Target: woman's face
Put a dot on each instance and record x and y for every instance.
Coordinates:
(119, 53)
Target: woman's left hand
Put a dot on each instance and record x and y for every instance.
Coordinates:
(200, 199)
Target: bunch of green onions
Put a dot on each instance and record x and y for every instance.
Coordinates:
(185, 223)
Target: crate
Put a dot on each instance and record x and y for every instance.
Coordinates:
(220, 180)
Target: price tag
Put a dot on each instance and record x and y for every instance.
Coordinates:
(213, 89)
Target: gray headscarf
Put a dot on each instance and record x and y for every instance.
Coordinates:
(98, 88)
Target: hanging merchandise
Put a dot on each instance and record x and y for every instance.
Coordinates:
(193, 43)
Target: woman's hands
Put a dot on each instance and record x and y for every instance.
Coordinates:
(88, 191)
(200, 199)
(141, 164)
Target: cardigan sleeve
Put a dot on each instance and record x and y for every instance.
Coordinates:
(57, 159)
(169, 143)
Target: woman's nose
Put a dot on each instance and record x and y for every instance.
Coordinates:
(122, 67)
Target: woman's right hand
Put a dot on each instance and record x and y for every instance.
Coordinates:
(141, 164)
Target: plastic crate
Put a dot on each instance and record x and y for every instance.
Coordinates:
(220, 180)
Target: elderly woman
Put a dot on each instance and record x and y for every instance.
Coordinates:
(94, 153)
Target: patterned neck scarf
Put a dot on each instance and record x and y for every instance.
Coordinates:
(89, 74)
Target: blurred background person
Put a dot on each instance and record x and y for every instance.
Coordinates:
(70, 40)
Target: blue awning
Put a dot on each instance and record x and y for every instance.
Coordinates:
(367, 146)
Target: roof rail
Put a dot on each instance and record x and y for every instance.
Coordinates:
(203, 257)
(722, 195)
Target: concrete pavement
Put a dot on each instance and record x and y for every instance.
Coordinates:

Directions for this task: Copy all of the records above word for word, keeping every line in its original order.

Result below:
Target: woman's face
Put a dot on each instance and record x and y for every instance.
Coordinates:
(119, 53)
Target: woman's left hand
Put a dot on each instance and record x and y for every instance.
Coordinates:
(200, 199)
Target: bunch of green onions
Put a dot on each instance and record x and y for every instance.
Coordinates:
(185, 223)
Target: crate
Put a dot on each instance and record x and y for every instance.
Coordinates:
(220, 180)
Target: price tag
Put a dot on each instance and record x and y for every instance.
Coordinates:
(213, 89)
Target: gray headscarf
Put a dot on each instance and record x and y for every instance.
Coordinates:
(98, 88)
Target: hanging merchandise
Put a dot on each instance and record x and y for every instance.
Coordinates:
(193, 43)
Target: woman's hands
Put a dot on each instance and record x and y for every instance.
Coordinates:
(88, 191)
(200, 199)
(141, 164)
Target: cardigan sleeve
Put a dot on each instance and record x and y for every instance.
Coordinates:
(57, 159)
(169, 143)
Target: woman's nose
Put a dot on each instance and record x and y for every instance.
Coordinates:
(122, 67)
Target: woman's right hand
Put a dot on each instance and record x and y for every instance.
Coordinates:
(141, 164)
Target: plastic crate
Put a dot on each instance and record x and y for every instance.
Coordinates:
(220, 180)
Target: elderly woman
Put a dot on each instance and record x and y for every instance.
Coordinates:
(94, 153)
Target: patterned neck scarf
Put a dot on each instance and record x and y for every instance.
Coordinates:
(89, 74)
Target: blurred background person
Put a dot on each instance and record x and y for every instance.
Coordinates:
(70, 40)
Target: blue awning
Put a dot on each instance and record x and y for every instance.
Coordinates:
(367, 146)
Target: roof rail
Put a dot on each instance and record x and y for every instance.
Coordinates:
(203, 257)
(722, 195)
Target: concrete pavement
Put a dot on each instance and record x and y for every instance.
Coordinates:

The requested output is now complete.